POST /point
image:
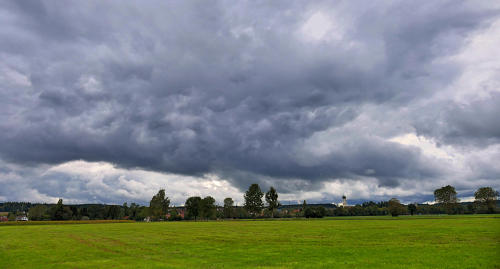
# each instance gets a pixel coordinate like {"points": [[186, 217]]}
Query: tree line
{"points": [[257, 204]]}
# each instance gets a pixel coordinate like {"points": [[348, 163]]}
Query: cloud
{"points": [[308, 94]]}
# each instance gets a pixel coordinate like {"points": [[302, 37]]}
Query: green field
{"points": [[363, 242]]}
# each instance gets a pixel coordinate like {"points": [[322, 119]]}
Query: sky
{"points": [[110, 101]]}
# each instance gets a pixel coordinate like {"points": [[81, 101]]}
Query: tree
{"points": [[412, 208], [316, 212], [60, 212], [158, 205], [37, 212], [272, 200], [447, 196], [193, 205], [228, 208], [395, 207], [207, 208], [253, 199], [487, 197]]}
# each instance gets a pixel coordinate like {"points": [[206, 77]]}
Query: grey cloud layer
{"points": [[236, 89]]}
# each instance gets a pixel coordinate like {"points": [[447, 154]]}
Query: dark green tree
{"points": [[228, 208], [253, 199], [38, 212], [58, 212], [412, 208], [207, 208], [272, 200], [395, 207], [193, 206], [487, 197], [448, 197], [158, 205]]}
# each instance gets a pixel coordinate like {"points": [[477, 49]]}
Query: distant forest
{"points": [[197, 208]]}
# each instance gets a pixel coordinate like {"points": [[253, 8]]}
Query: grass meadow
{"points": [[340, 242]]}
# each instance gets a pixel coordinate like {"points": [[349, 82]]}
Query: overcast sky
{"points": [[109, 101]]}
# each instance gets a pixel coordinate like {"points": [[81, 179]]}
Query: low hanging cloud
{"points": [[302, 96]]}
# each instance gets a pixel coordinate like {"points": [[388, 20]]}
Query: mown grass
{"points": [[367, 242], [52, 222]]}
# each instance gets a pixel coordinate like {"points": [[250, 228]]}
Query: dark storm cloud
{"points": [[475, 123], [231, 88]]}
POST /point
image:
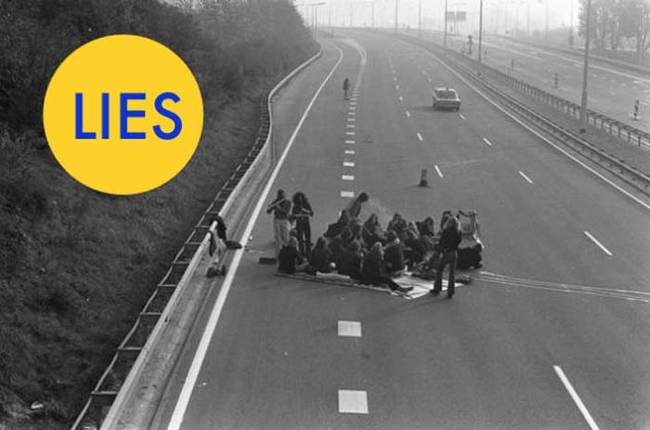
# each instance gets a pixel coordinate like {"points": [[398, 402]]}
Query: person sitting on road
{"points": [[393, 254], [374, 272], [398, 225], [372, 231], [351, 261], [289, 260], [320, 259]]}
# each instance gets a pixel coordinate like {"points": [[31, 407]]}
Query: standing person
{"points": [[281, 208], [353, 209], [301, 212], [449, 240]]}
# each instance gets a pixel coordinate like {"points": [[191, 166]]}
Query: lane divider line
{"points": [[576, 398], [600, 245], [353, 402], [197, 361], [523, 175], [538, 134], [349, 328]]}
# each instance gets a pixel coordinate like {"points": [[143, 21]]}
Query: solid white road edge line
{"points": [[536, 133], [197, 362], [576, 398], [523, 175], [600, 245]]}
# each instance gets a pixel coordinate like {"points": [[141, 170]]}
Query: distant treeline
{"points": [[616, 24], [223, 41]]}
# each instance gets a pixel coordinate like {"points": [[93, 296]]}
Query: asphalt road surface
{"points": [[611, 90], [553, 333]]}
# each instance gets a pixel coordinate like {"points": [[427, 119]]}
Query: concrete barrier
{"points": [[139, 395]]}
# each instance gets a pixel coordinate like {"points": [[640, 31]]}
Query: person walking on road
{"points": [[346, 89], [300, 213], [281, 208], [450, 238]]}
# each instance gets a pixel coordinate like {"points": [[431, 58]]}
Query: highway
{"points": [[553, 332], [612, 90]]}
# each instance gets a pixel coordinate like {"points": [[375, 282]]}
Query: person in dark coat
{"points": [[449, 240], [301, 212], [393, 254], [351, 261], [289, 259], [374, 272], [320, 258], [281, 208]]}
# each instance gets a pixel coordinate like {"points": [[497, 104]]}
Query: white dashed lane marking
{"points": [[523, 175], [353, 402], [349, 328], [600, 245], [574, 395]]}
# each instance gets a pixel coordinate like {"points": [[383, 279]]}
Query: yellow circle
{"points": [[123, 114]]}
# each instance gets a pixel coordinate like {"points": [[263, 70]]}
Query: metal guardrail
{"points": [[613, 126], [107, 388], [615, 166]]}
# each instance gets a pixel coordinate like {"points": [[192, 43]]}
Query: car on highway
{"points": [[446, 98]]}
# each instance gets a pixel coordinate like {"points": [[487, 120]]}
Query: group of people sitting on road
{"points": [[367, 252]]}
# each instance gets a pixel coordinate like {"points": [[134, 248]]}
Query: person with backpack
{"points": [[281, 208], [450, 238], [300, 213]]}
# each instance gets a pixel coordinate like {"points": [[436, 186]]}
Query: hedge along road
{"points": [[289, 354]]}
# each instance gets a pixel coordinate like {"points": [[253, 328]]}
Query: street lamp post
{"points": [[444, 43], [585, 72], [480, 36]]}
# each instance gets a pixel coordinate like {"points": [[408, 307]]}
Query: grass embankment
{"points": [[76, 266]]}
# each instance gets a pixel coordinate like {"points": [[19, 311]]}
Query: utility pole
{"points": [[420, 17], [444, 43], [571, 29], [585, 73], [480, 36], [396, 7]]}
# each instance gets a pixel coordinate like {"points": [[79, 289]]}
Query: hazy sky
{"points": [[497, 13]]}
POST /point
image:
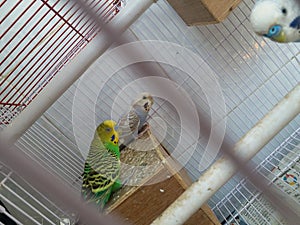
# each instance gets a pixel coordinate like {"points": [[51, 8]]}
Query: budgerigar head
{"points": [[145, 101], [269, 18], [107, 133]]}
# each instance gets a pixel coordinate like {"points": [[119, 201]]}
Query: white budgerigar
{"points": [[278, 20], [131, 123]]}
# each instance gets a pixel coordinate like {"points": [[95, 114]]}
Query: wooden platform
{"points": [[155, 185], [202, 12]]}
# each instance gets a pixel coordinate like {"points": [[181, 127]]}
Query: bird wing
{"points": [[127, 127], [101, 170]]}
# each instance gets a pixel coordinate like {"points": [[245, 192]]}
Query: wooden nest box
{"points": [[154, 180], [203, 12]]}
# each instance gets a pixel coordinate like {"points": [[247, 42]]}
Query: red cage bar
{"points": [[39, 38]]}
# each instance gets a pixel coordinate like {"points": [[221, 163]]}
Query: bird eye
{"points": [[284, 11], [274, 31]]}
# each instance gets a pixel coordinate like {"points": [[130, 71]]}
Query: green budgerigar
{"points": [[102, 166]]}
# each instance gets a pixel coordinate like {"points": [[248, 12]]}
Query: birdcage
{"points": [[68, 65]]}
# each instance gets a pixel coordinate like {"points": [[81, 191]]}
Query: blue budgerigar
{"points": [[130, 124], [278, 20]]}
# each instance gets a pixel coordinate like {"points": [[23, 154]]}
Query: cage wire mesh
{"points": [[247, 204], [254, 75], [39, 38]]}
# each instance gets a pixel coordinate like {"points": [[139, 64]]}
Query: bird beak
{"points": [[281, 37]]}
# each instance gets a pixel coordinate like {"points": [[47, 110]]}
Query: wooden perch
{"points": [[156, 184], [203, 12]]}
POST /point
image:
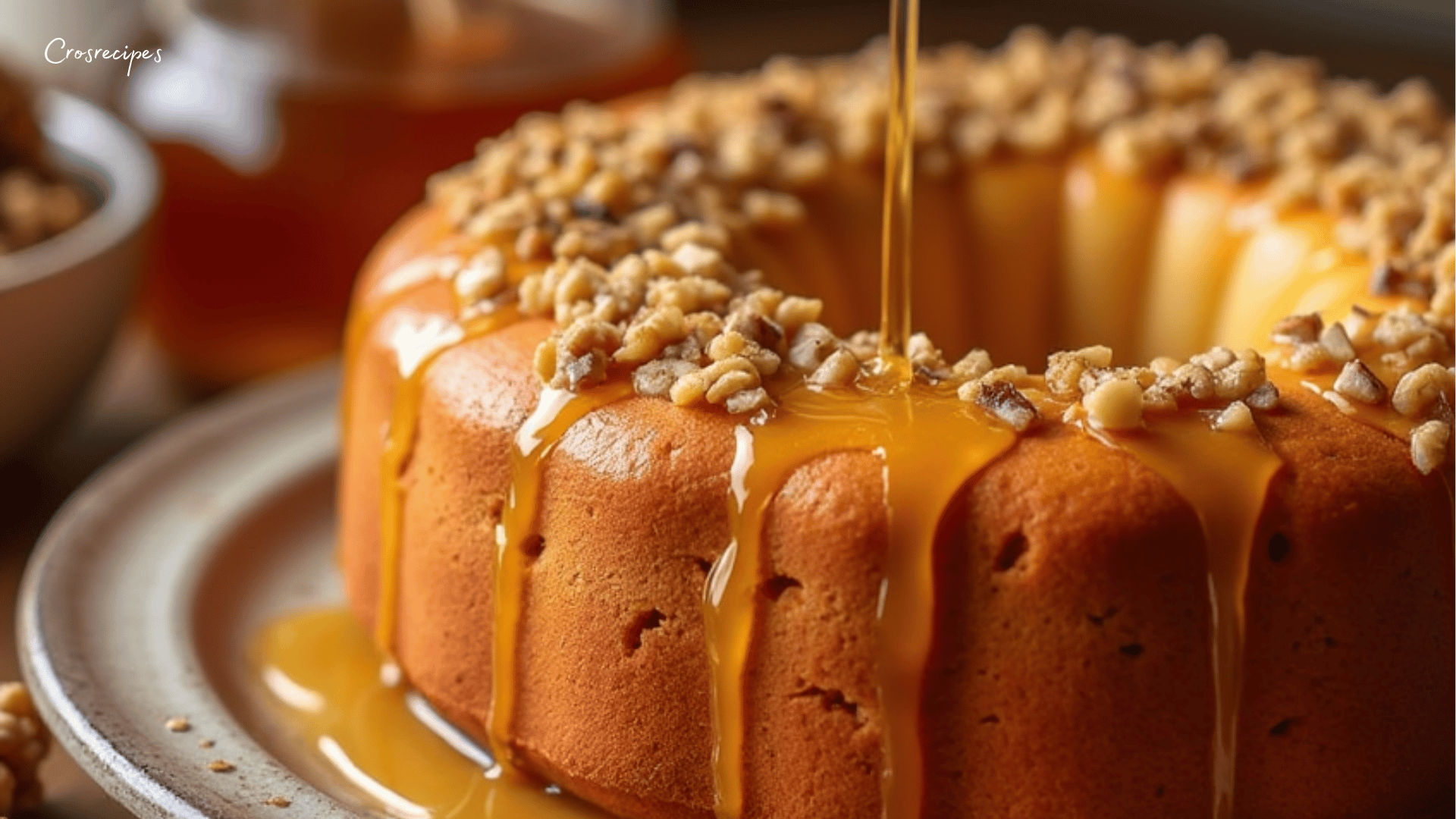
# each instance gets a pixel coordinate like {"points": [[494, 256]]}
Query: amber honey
{"points": [[930, 445], [251, 267], [343, 698]]}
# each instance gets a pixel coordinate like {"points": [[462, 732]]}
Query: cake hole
{"points": [[775, 586], [1283, 727], [641, 624], [1279, 547], [830, 698], [1011, 553]]}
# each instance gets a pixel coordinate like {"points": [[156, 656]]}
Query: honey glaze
{"points": [[930, 444], [897, 232], [1225, 477], [557, 410], [417, 344], [346, 701]]}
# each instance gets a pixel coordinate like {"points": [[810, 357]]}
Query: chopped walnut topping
{"points": [[772, 207], [1335, 343], [1356, 381], [1116, 404], [1235, 419], [24, 742], [1340, 401], [645, 338], [927, 360], [1002, 400], [973, 366], [645, 219], [1266, 397], [1065, 369], [715, 382], [839, 369], [1429, 445], [1420, 390], [482, 278], [1298, 330]]}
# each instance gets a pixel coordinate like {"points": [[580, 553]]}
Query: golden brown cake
{"points": [[541, 577]]}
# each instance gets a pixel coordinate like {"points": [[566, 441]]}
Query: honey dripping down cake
{"points": [[1155, 521]]}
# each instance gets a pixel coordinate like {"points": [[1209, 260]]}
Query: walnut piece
{"points": [[24, 742]]}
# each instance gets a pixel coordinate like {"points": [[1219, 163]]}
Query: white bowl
{"points": [[61, 299]]}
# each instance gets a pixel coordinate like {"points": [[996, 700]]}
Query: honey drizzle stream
{"points": [[557, 410], [930, 444], [1225, 477], [896, 241], [414, 352]]}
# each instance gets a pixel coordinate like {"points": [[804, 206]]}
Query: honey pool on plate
{"points": [[350, 706]]}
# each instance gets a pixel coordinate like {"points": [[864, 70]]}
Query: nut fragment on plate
{"points": [[24, 742]]}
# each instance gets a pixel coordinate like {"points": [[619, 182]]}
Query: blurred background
{"points": [[289, 134]]}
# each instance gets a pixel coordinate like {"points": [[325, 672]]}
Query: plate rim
{"points": [[42, 665]]}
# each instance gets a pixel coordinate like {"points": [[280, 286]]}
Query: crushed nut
{"points": [[24, 742], [1002, 400], [1235, 419], [1116, 404], [1356, 381], [1298, 330], [1419, 390], [1429, 445]]}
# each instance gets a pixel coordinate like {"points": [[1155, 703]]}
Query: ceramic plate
{"points": [[147, 588]]}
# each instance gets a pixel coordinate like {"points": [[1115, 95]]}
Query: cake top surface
{"points": [[623, 219]]}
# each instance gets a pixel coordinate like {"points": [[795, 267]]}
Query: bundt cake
{"points": [[625, 507]]}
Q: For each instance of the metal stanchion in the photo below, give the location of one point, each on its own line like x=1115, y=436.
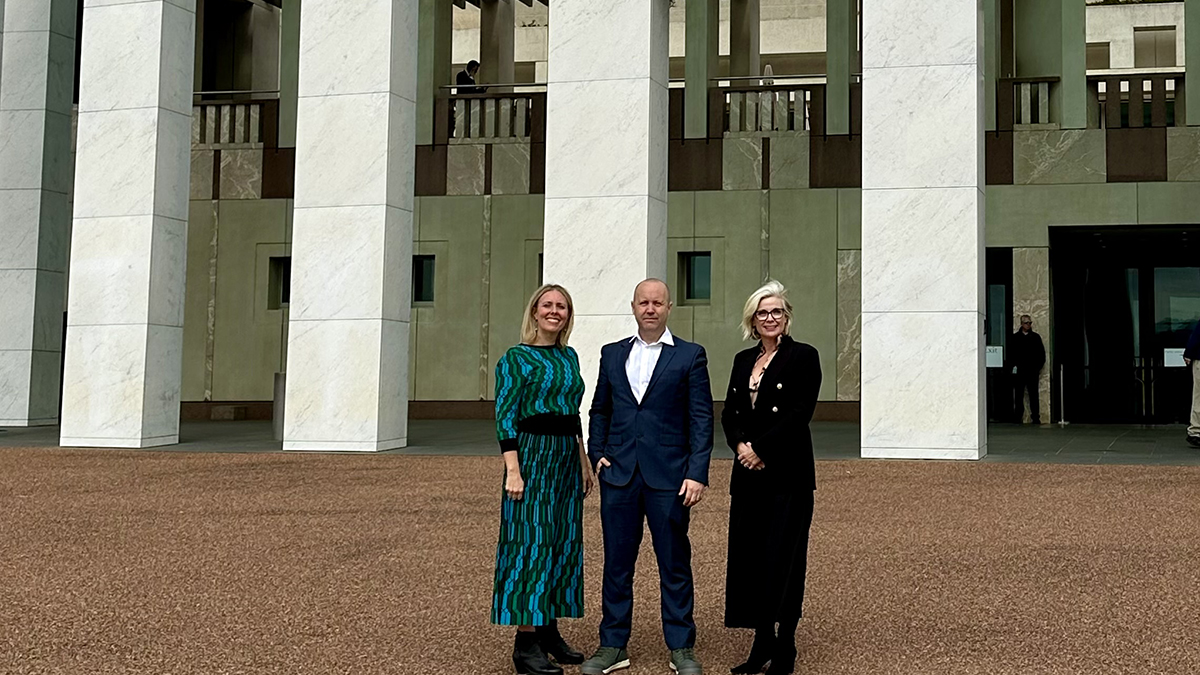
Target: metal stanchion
x=1062, y=396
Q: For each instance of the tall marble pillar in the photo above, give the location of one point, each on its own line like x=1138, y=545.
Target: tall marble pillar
x=289, y=71
x=702, y=54
x=606, y=161
x=436, y=27
x=744, y=40
x=125, y=320
x=347, y=386
x=923, y=246
x=36, y=77
x=1031, y=296
x=1192, y=60
x=841, y=57
x=1071, y=94
x=497, y=37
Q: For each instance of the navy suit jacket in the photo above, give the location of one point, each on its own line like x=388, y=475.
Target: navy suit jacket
x=670, y=435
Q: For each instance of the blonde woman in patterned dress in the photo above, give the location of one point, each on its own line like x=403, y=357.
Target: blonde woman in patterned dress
::::::::::
■ WHAT THE TASK ASKS
The lines holding the string "blonde" are what is needed from the material above.

■ EXERCISE RESPONSE
Q: For each instance of the blonde woman in patterned dress in the photo above, give the location of one point, each on its own line like x=403, y=357.
Target: blonde woman in patterned dress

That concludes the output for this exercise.